SHORT PROBLEM 1:
From the forum post on inconsistent inference output below, reproduce word for word the passage starting with "Troubleshooting Inconsistent Inference" and going on through "image: nvcr.io/nvidia/deepstream:7.0-triton-multiarch )".
[start ARTICLE]
Troubleshooting Inconsistent Inference Output with Custom Sequence Preprocessing and Large Models

• Hardware Platform (Jetson / GPU) GPU
• DeepStream Version 7.0 (docker image: nvcr.io/nvidia/deepstream:7.0-triton-multiarch )
• NVIDIA GPU Driver Version (valid for GPU only) 535.171.04

Hi,

as I mentioned in my previous post Custom Sequence Preprocess Library for NSCHW Model, I have implemented a custom version of deepstream-3d-action-recognition/custom_sequence_preprocess. This implementation supports models with input shapes of both NCSHW and NSCHW formats (where N=batch_size, S=sequence_len, C=channels, H=height, W=width).
[end ARTICLE]
[start INPUT ROWS]
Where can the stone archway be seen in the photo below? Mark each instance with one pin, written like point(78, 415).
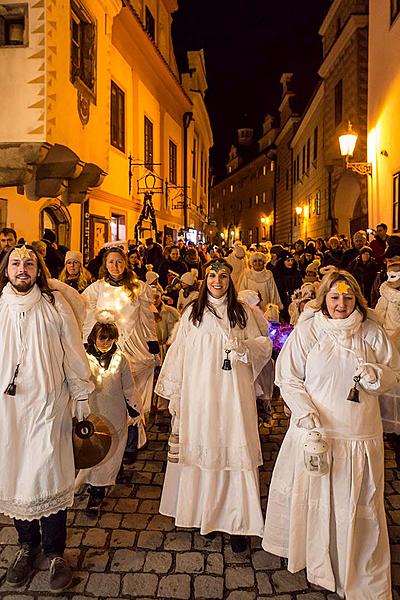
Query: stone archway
point(346, 201)
point(54, 215)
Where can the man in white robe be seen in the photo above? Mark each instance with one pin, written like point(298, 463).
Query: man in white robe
point(43, 366)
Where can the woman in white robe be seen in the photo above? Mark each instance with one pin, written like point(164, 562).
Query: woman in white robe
point(130, 300)
point(214, 485)
point(261, 280)
point(334, 525)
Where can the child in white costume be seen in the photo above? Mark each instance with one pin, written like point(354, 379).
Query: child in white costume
point(116, 398)
point(214, 483)
point(334, 525)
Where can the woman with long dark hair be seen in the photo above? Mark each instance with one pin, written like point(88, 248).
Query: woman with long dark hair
point(130, 300)
point(208, 377)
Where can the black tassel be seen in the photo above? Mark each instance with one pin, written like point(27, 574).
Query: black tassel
point(11, 389)
point(227, 366)
point(354, 394)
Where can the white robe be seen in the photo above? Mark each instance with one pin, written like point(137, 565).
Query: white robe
point(333, 525)
point(113, 388)
point(136, 326)
point(263, 283)
point(215, 485)
point(36, 458)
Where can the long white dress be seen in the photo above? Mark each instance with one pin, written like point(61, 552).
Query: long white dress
point(36, 458)
point(136, 326)
point(263, 283)
point(215, 485)
point(113, 388)
point(333, 525)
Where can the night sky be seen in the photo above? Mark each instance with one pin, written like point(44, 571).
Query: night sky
point(248, 44)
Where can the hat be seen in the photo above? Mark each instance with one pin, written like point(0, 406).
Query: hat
point(284, 255)
point(313, 266)
point(190, 277)
point(276, 249)
point(151, 277)
point(239, 251)
point(49, 235)
point(73, 255)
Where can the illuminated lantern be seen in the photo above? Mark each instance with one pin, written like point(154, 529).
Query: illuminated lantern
point(316, 454)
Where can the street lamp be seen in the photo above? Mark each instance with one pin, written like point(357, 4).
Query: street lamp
point(347, 142)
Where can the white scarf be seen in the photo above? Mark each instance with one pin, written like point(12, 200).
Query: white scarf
point(342, 330)
point(20, 303)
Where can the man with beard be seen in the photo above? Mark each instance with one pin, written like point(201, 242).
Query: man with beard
point(43, 366)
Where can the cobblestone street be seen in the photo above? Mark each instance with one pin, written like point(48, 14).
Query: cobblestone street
point(133, 551)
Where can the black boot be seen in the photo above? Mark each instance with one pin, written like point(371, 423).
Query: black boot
point(96, 497)
point(238, 543)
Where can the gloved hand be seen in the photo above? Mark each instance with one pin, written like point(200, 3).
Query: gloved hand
point(310, 421)
point(154, 347)
point(366, 372)
point(82, 409)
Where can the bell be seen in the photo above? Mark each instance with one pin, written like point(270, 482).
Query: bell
point(354, 394)
point(91, 439)
point(227, 365)
point(11, 389)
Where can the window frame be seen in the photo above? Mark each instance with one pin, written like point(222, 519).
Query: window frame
point(117, 117)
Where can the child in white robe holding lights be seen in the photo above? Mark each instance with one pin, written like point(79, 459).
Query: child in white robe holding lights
point(208, 377)
point(116, 398)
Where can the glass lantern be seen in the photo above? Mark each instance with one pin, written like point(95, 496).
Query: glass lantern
point(316, 454)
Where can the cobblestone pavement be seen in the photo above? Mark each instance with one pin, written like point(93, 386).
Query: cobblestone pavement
point(133, 551)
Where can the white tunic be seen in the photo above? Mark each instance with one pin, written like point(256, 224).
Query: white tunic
point(333, 525)
point(36, 459)
point(263, 283)
point(215, 484)
point(113, 388)
point(135, 322)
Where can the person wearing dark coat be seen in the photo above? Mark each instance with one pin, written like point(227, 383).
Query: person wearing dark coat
point(54, 259)
point(365, 269)
point(288, 279)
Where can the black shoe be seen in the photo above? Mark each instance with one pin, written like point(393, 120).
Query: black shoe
point(60, 573)
point(21, 568)
point(238, 543)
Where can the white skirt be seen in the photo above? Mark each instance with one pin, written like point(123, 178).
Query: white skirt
point(227, 501)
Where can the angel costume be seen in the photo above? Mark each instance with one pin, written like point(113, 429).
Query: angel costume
point(135, 322)
point(334, 525)
point(114, 388)
point(215, 485)
point(263, 283)
point(36, 459)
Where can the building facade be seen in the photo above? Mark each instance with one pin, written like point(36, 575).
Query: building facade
point(383, 108)
point(95, 132)
point(242, 204)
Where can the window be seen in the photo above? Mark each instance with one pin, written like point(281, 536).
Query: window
point(315, 149)
point(394, 9)
point(173, 150)
point(117, 134)
point(118, 227)
point(83, 47)
point(396, 202)
point(14, 25)
point(194, 157)
point(338, 103)
point(150, 24)
point(148, 144)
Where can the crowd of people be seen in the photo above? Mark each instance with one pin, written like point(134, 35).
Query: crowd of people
point(188, 328)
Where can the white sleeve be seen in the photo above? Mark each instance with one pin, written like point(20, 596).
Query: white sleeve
point(291, 373)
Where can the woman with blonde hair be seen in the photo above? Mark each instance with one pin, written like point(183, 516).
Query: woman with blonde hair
point(74, 273)
point(330, 372)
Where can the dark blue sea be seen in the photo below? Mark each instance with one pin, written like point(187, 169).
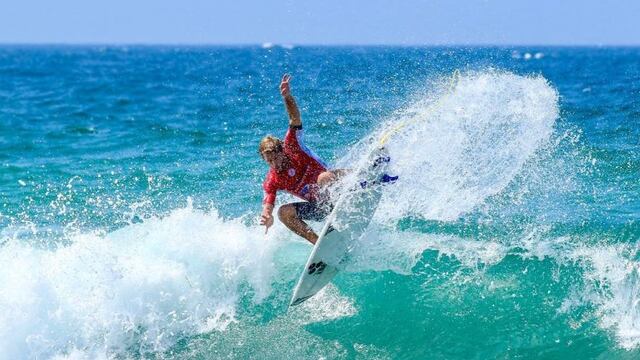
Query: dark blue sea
point(130, 186)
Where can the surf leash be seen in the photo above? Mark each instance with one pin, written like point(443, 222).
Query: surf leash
point(455, 78)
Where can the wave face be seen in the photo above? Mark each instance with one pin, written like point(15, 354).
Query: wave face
point(128, 208)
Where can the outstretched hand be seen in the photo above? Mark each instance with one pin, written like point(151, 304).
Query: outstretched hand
point(267, 221)
point(285, 91)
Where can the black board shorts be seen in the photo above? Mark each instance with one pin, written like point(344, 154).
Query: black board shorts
point(316, 211)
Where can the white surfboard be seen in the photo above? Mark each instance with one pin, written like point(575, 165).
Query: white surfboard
point(346, 223)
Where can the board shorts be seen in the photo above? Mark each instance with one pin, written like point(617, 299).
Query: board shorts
point(314, 210)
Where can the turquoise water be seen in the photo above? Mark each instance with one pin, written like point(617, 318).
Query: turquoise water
point(130, 185)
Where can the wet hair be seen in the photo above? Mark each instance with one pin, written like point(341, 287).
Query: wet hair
point(271, 143)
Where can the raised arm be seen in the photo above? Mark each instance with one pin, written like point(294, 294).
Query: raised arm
point(290, 102)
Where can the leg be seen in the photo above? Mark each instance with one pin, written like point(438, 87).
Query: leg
point(328, 177)
point(288, 215)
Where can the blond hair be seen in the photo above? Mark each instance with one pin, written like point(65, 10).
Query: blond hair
point(270, 143)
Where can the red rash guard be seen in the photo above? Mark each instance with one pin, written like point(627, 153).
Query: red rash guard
point(301, 176)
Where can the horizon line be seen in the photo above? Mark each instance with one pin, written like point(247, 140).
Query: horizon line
point(289, 46)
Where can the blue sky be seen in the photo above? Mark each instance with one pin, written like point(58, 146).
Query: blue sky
point(343, 22)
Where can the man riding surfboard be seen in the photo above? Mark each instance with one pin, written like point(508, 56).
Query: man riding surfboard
point(297, 170)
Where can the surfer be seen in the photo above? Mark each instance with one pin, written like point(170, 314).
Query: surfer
point(297, 170)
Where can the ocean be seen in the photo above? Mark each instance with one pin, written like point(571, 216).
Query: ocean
point(130, 187)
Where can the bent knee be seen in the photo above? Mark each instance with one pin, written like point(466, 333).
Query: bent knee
point(286, 212)
point(326, 178)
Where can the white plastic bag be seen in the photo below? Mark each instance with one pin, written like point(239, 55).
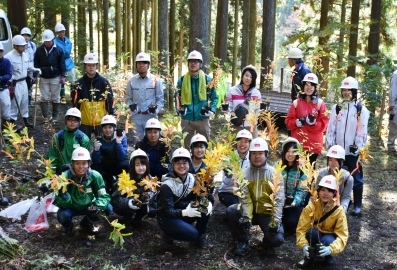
[end INPUT ROWS]
SHORT PROBLEM 2:
Turn the lines of the records, starting with the line with "Where can the horizon" and going on through the end of the records, into a numbered list with blank lines omitted. Leave the pictures out of the list.

FINAL ANSWER 1:
Troubleshooting Inconsistent Inference Output with Custom Sequence Preprocessing and Large Models

• Hardware Platform (Jetson / GPU) GPU
• DeepStream Version 7.0 (docker image: nvcr.io/nvidia/deepstream:7.0-triton-multiarch )

FINAL ANSWER 2:
1. Where can the horizon line be seen in the photo above? Mark each instance with one pin, written like point(247, 140).
2. Query: horizon line
3. point(289, 46)
4. Where can the blue sky be seen in the photo above? Mark each instance with one pin, written like point(58, 146).
5. Query: blue sky
6. point(343, 22)
7. Where can the man riding surfboard be seen in the photo above? Mark each instance with one pin, written like point(508, 56).
8. Query: man riding surfboard
9. point(297, 170)
10. Where can the surfer be seen in the photo above? Mark each instance with one pin, written like point(170, 314).
11. Query: surfer
12. point(297, 170)
13. Where can the ocean be seen in the photo above? Mark each instance with one pin, written like point(571, 216).
14. Query: ocean
15. point(130, 187)
16. Where can the bent knee be seen in the photo above? Mark each instance with one pin, written like point(466, 333).
17. Query: bent knee
18. point(286, 212)
19. point(326, 178)
20. Where can the white plastic bag be seen in the photo below? Mark each instance with one pin, written like point(239, 55).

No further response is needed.